> _Brief_
Write out the records word for word, everything from the line containing "Each instance of the black" down to the line containing "[[[200,2],[54,2],[8,11],[9,253],[201,255]]]", both included.

> _Dataset entries_
+ + +
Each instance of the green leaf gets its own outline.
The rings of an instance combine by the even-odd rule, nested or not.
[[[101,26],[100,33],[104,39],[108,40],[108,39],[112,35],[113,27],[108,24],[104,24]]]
+ + +
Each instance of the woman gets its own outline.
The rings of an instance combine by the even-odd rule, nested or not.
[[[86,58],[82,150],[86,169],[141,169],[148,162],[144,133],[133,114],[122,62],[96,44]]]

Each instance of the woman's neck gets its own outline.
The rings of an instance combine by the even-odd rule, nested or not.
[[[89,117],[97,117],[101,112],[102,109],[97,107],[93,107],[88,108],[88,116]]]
+ + +
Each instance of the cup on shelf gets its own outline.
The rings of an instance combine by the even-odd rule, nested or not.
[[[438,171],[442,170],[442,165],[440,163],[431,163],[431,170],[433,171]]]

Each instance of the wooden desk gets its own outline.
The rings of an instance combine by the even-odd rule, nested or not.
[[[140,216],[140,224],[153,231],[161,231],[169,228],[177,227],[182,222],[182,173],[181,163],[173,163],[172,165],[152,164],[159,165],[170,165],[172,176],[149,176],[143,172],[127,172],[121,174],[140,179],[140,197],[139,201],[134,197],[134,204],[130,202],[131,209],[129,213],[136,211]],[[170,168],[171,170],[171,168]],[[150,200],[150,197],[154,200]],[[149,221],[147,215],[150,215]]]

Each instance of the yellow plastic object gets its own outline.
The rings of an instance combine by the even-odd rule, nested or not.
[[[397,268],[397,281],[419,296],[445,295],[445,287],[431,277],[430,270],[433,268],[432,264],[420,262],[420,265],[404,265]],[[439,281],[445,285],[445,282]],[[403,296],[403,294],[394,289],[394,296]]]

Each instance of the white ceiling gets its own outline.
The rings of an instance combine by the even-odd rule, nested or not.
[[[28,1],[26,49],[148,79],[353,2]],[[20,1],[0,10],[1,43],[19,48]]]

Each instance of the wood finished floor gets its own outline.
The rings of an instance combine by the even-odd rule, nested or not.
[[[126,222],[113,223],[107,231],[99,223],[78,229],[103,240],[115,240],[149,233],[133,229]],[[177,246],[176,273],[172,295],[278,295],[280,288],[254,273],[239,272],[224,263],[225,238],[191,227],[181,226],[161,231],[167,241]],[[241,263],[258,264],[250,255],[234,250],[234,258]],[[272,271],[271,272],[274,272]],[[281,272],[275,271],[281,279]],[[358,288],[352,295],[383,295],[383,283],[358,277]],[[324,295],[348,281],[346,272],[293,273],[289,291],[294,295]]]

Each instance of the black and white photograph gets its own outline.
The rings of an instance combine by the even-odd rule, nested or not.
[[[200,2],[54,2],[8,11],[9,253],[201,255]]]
+ + +
> _Output of the task_
Each instance of the black and white photograph gets its own outline.
The rings of an instance combine by the even-odd rule, nested or not.
[[[200,2],[54,2],[8,11],[9,253],[201,255]]]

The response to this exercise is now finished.